Yesterday’s Sunday Times reported that “Starmer and Reeves plan to make a series of announcements this week going hell for leather to boost economic growth.” We can only believe it when we see it, I guess.
In fairness, it isn’t obvious that this Government has been entirely cognisant of just how badly it has been tying its own shoelaces together on this until now, for example by freighting its plans to unlock new land for development with absurdly maximalist requirements for biodiversity net gain, affordable housing, and so on.
But this time it’s pretty simple. If the Prime Minister is serious about delivering growth above all else, he can abandon the Employment Rights Bill. If he doesn’t – and it’s hard to imagine Angela Rayner letting him – then this is all talk.
On the subject of talk, the Daily Telegraph reports that Labour is also planning a bonfire of the quangos:
“Pat McFadden, the Chancellor of the Duchy of Lancaster, has written to ministers asking them to justify all quangos that operate under their departments, with a view to closing many of them later this year.
“The Telegraph understands that some of the bodies could be scrapped by passing legislation, and the first bodies to be axed could be identified as soon as this week.”
Unlike growth, however, there are a few grounds for optimism here – not least of which is that the Government has already abolished NHS England, a very large quango indeed.
More importantly, Labour seems more willing to face up to the real questions involved in kindling such a bonfire: what happens to the people, and what happens to the powers. This is where the Conservatives, who tend to be much more vocal when it comes to complaining about quangos, tend to fall short. Consider NHS England again:
“The abolition of NHS England sparked mass panic from civil servants, who fear they will lose their jobs. Wes Streeting announced that the restructure would lead to thousands of staff, whose jobs are replicated between NHS England and the Department for Health, being laid off.”
In this case, what happened to the powers was that they were returned to direct departmental control. So too did the people – excepting those thousands performing duplicate roles who weren’t needed at the Department of Health.
The job losses are the really critical thing. Note that Wes Streeting is not trying to reduce the size of the state here; NHS England’s former powers will simply be exercised from a different place. Despite that, there was still substantial scope for staff reductions, because those civil servants directly involved in exercising those powers can simply be slotted into the Department’s org chart.
Any abolition aimed at actually shrinking the scope of government would, logically, involve redundancies on an even larger scale, because some or all of those specialised staff would be rendered superfluous as well.
If, on the other hand, the death of a quango simply sees 100 per cent of its workforce redeployed to other agencies – as seems to have been the case with the previous government’s ‘abolition’ of Public Health England in 2021 – then it has probably not achieved anything at all.

**Recorded information:**
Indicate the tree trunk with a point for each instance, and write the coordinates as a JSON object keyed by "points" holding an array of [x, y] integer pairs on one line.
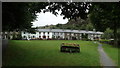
{"points": [[115, 35]]}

**Aim:**
Which large quango has the Government already abolished, according to the commentary above? Please give its name.

**Response to the task:**
NHS England.